==== 本文 ====

Pマークの取得方法を流れに沿って紹介! 費用相場も解説
重要な経営資源である個人情報の管理は、企業経営において優先度の高いタスクの1つです。正しく管理すれば競争力の源泉として機能しますが、管理方法を誤ると取引先や顧客からの信頼が失墜し、企業の存続を脅かすことにもなりかねません。そこで、多くの企業では、適切に個人情報を取り扱っていることを客観的に証明するPマーク(プライバシーマーク)を取得して、取引先や消費者からの信頼が得られるように役立てています。では、Pマークはどのような流れで取得できるのでしょうか。
本記事では、これからPマークの取得を目指す企業に向けて、Pマークを取得する条件や、取得に必要な準備、申請、審査の流れのほか、費用相場などについて解説します。
Pマークとは、適切に個人情報の管理を行う事業者に付与されるマーク
Pマークとは、組織や企業における個人情報の管理について、「適切である」と第三者機関に評価された事業者に付与されるマークです。個人情報は、生存する個人に関する情報で、氏名、生年月日、住所などによって特定の個人を識別できる情報を指し、メールアドレスや電話番号といった別の情報との組み合わせによって個人を識別できる情報も含まれます。

==== 元データ ====

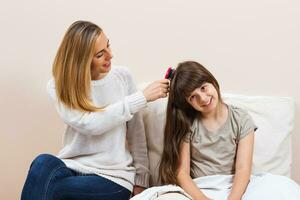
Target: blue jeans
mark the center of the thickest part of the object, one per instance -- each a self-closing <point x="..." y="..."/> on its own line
<point x="50" y="179"/>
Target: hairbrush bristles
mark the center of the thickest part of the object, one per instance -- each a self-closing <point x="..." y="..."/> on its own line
<point x="169" y="73"/>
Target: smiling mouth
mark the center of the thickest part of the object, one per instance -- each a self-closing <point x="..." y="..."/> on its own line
<point x="107" y="65"/>
<point x="208" y="103"/>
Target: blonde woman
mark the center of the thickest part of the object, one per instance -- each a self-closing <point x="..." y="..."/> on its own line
<point x="104" y="154"/>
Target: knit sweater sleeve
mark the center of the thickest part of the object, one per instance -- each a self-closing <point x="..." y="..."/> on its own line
<point x="97" y="123"/>
<point x="136" y="139"/>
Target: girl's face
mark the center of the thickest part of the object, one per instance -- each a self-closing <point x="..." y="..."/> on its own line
<point x="204" y="98"/>
<point x="101" y="62"/>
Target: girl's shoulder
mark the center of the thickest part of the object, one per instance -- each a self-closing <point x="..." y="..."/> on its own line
<point x="237" y="112"/>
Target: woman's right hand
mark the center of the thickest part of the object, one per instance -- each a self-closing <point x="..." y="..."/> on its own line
<point x="157" y="89"/>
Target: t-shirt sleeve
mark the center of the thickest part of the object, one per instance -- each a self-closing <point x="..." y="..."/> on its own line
<point x="247" y="124"/>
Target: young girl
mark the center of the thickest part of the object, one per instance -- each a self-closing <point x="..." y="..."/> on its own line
<point x="203" y="135"/>
<point x="104" y="143"/>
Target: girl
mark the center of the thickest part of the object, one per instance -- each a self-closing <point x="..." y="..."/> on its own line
<point x="203" y="135"/>
<point x="104" y="143"/>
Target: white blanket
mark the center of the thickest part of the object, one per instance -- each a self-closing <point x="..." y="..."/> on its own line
<point x="217" y="187"/>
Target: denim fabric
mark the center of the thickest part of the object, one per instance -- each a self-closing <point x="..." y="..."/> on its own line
<point x="50" y="179"/>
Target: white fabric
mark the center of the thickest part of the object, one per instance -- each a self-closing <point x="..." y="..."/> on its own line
<point x="274" y="117"/>
<point x="260" y="187"/>
<point x="96" y="142"/>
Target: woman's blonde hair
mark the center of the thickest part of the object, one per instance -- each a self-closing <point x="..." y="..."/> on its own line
<point x="72" y="66"/>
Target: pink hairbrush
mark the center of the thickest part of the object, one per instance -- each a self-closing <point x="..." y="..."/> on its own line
<point x="169" y="74"/>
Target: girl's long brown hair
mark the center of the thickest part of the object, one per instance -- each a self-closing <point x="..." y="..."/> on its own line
<point x="181" y="115"/>
<point x="72" y="66"/>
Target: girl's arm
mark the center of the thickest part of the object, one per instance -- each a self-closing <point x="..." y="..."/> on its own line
<point x="183" y="176"/>
<point x="243" y="167"/>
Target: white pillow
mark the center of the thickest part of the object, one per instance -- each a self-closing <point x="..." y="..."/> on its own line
<point x="274" y="117"/>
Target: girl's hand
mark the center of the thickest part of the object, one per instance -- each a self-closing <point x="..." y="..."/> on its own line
<point x="156" y="90"/>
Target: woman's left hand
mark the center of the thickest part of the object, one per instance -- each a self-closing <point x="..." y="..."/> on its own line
<point x="137" y="189"/>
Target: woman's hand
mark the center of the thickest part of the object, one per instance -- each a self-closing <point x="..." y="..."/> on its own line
<point x="156" y="90"/>
<point x="137" y="189"/>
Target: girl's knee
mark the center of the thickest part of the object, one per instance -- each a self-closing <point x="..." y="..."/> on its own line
<point x="45" y="160"/>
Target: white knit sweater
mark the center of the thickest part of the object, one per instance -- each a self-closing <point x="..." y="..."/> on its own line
<point x="101" y="142"/>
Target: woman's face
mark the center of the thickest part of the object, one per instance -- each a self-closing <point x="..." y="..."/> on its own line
<point x="101" y="62"/>
<point x="204" y="98"/>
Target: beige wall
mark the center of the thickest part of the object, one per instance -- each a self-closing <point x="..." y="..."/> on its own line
<point x="252" y="47"/>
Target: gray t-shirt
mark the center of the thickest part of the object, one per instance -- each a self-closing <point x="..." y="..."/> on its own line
<point x="215" y="152"/>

====

課題内容 = Pマークの解説記事のうち、「Pマークとは、適切に個人情報の管理を行う事業者に付与されるマーク」を含む語句で始まり「識別できる情報も含まれます。」で終わる部分を、「第三者機関」を「外部の審査機関」に置き換えて書き直す。 本文だけを手がかりにする。

演習結果 =
Pマークとは、適切に個人情報の管理を行う事業者に付与されるマーク
Pマークとは、組織や企業における個人情報の管理について、「適切である」と外部の審査機関に評価された事業者に付与されるマークです。個人情報は、生存する個人に関する情報で、氏名、生年月日、住所などによって特定の個人を識別できる情報を指し、メールアドレスや電話番号といった別の情報との組み合わせによって個人を識別できる情報も含まれます。